→ To do
Print out the material that follows word for word.

→ Supplied records
========

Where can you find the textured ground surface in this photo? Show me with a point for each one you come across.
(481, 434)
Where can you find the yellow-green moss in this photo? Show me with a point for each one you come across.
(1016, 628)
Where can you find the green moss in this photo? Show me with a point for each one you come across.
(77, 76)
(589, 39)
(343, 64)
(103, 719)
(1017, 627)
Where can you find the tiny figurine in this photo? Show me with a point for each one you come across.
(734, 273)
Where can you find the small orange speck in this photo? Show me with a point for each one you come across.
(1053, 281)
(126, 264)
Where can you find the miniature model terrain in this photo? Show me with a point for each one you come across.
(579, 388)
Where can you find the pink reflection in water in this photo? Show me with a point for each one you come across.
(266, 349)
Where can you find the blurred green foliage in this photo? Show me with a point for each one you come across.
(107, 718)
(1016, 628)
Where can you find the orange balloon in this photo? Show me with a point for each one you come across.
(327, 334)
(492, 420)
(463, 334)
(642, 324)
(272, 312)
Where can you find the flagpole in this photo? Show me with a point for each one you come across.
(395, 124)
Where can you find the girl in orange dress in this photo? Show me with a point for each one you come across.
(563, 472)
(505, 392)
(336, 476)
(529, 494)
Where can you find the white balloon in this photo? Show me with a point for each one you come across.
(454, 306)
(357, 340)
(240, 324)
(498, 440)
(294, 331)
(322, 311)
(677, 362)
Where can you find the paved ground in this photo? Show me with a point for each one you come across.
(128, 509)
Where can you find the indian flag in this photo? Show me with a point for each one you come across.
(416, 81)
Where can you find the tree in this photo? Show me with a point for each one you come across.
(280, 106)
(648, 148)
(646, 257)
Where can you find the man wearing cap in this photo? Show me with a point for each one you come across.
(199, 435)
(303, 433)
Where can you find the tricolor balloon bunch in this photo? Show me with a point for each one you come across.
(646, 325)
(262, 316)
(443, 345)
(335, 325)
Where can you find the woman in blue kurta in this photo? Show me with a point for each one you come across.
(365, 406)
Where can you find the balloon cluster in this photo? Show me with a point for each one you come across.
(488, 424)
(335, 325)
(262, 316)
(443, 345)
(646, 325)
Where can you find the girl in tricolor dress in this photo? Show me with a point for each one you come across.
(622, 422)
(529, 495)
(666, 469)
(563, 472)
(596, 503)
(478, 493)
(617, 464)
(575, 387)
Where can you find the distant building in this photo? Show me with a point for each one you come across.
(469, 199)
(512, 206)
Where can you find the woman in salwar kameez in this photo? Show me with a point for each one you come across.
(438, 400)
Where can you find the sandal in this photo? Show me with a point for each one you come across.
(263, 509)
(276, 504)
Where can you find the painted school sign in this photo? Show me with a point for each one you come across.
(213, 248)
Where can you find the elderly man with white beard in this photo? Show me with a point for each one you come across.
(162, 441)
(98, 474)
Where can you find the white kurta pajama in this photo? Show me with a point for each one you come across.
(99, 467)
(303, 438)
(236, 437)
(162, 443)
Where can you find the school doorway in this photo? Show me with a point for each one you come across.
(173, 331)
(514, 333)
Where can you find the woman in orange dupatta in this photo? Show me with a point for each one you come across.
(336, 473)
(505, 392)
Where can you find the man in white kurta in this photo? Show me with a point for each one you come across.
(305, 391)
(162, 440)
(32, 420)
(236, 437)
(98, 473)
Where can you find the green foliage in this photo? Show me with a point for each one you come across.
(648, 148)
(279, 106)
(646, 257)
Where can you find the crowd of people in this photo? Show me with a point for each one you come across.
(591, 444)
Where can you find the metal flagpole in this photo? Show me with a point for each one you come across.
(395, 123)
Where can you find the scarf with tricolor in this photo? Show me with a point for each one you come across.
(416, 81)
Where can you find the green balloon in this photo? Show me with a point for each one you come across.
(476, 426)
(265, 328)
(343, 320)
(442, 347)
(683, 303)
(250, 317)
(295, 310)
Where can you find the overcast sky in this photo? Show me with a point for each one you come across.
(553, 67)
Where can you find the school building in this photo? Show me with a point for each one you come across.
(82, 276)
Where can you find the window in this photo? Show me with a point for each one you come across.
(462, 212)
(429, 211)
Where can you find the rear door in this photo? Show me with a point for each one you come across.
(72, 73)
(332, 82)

========

→ Correct result
Where can you find the textured ground surface in this photo? Show me with a point for each one you come across.
(481, 434)
Where can you find the yellow-green moss in this photo? Show me with a point for each one you come across.
(1016, 628)
Where can you find the green moss in this photo? Show me with a point for each one you come across.
(77, 76)
(589, 39)
(343, 64)
(103, 719)
(1017, 627)
Where can you find the tiny figurine in this photo? Show me with a point for each one you come across.
(734, 273)
Where can you find the small orange speck in this photo? Show me with a point for each one you come across.
(1053, 281)
(126, 264)
Where can you find the miniature model terrain in this photo? Show me with a point for each one you come across.
(579, 388)
Where can you find the pink reflection in water in this photo? Show me with a point for each one you come across.
(266, 349)
Where can you find the blurred green foliage in this photo? Show me with a point for each one you come across.
(107, 718)
(1016, 628)
Where can you find the orange balloon in this photo? Show me with a point for each one you come across.
(327, 334)
(492, 420)
(463, 334)
(642, 324)
(272, 312)
Where can you find the flagpole in this photo? Show me with a point for each one you come across.
(395, 124)
Where can you find the girl in orange dress in this photo? Show me with a point for each one you come across.
(563, 472)
(505, 392)
(336, 476)
(529, 494)
Where can you find the white balloon in this photo? Show me with a point for each one you come across.
(454, 306)
(357, 340)
(240, 324)
(498, 440)
(294, 331)
(322, 311)
(677, 362)
Where can you find the paved ground in this photo? Show me with a point for each one you come across.
(128, 509)
Where can you find the indian flag in this photo? Show me with a point for each one you come across.
(416, 81)
Where can you find the tree in this photo? Show me with a point for each one you come across.
(280, 106)
(648, 148)
(646, 257)
Where can you find the man wearing cap in this photo? Show me with a point for each one you come across.
(199, 435)
(303, 433)
Where can you find the tricolor balloon bunch in this photo? Show me with a point for each one you come across.
(646, 325)
(262, 316)
(443, 345)
(335, 325)
Where can you find the woman in blue kurta in this photo? Show me with a point for each one you come across.
(365, 406)
Where can you find the balloon cluster in this photo? Show me with a point for each one you come across.
(488, 424)
(335, 325)
(262, 316)
(443, 345)
(646, 325)
Where can you find the girl in tricolor dress in this photo? Show me with a point for each one you come across.
(622, 422)
(529, 495)
(666, 469)
(563, 472)
(596, 503)
(478, 493)
(617, 464)
(575, 387)
Where can you find the distant building in this photo? Show me with a point for each one you come across.
(469, 199)
(512, 206)
Where can you find the woman in salwar kameez in this photo? Show me with a point for each one you come across.
(438, 400)
Where can you find the sandal in this photo? Show me with a point for each one you come across.
(263, 509)
(276, 504)
Where can you find the painted school sign in this photo? Show me with a point for each one you come across.
(213, 248)
Where can you find the elderly man with white beard in this photo? Show me with a point for each one you come across.
(162, 441)
(98, 474)
Where can you find the white kurta pajama in this photo? Show me with a point for each one you come across.
(99, 467)
(303, 438)
(236, 437)
(162, 443)
Where can you find the school doorway in this photo? Show me with a point for each one you come across.
(173, 331)
(514, 333)
Where can you find the woman in orange dupatta in this photo? Show me with a point for each one you come across.
(336, 473)
(505, 392)
Where can you find the man in white kurta in this photo? Show me with a point for each one you come across.
(305, 391)
(162, 440)
(32, 420)
(236, 437)
(98, 473)
Where can you find the green foliage in this photo? Show me with a point for each one you come across.
(648, 148)
(279, 106)
(646, 257)
Where can you find the crowd of people in this photo? Show me with a point for each one you come across.
(591, 444)
Where can you find the metal flagpole in this photo? Show me with a point for each one you come across.
(395, 123)
Where can you find the scarf with tricolor in this photo? Show me with a point for each one you come across.
(416, 81)
Where can you find the green balloon in this photo? Show me with a point for each one you come across.
(476, 426)
(265, 328)
(343, 320)
(442, 347)
(683, 303)
(250, 317)
(295, 310)
Where can you find the overcast sky in this photo? Show me with a point for each one you come across.
(553, 67)
Where can you find the school building in this photo? Show me with a point for each one you come across.
(82, 276)
Where can you find the window in this photo? Show me with a point for each one you come across.
(462, 212)
(429, 211)
Where can you find the rear door in this photo? Show me with a point for each one you come across.
(72, 73)
(332, 82)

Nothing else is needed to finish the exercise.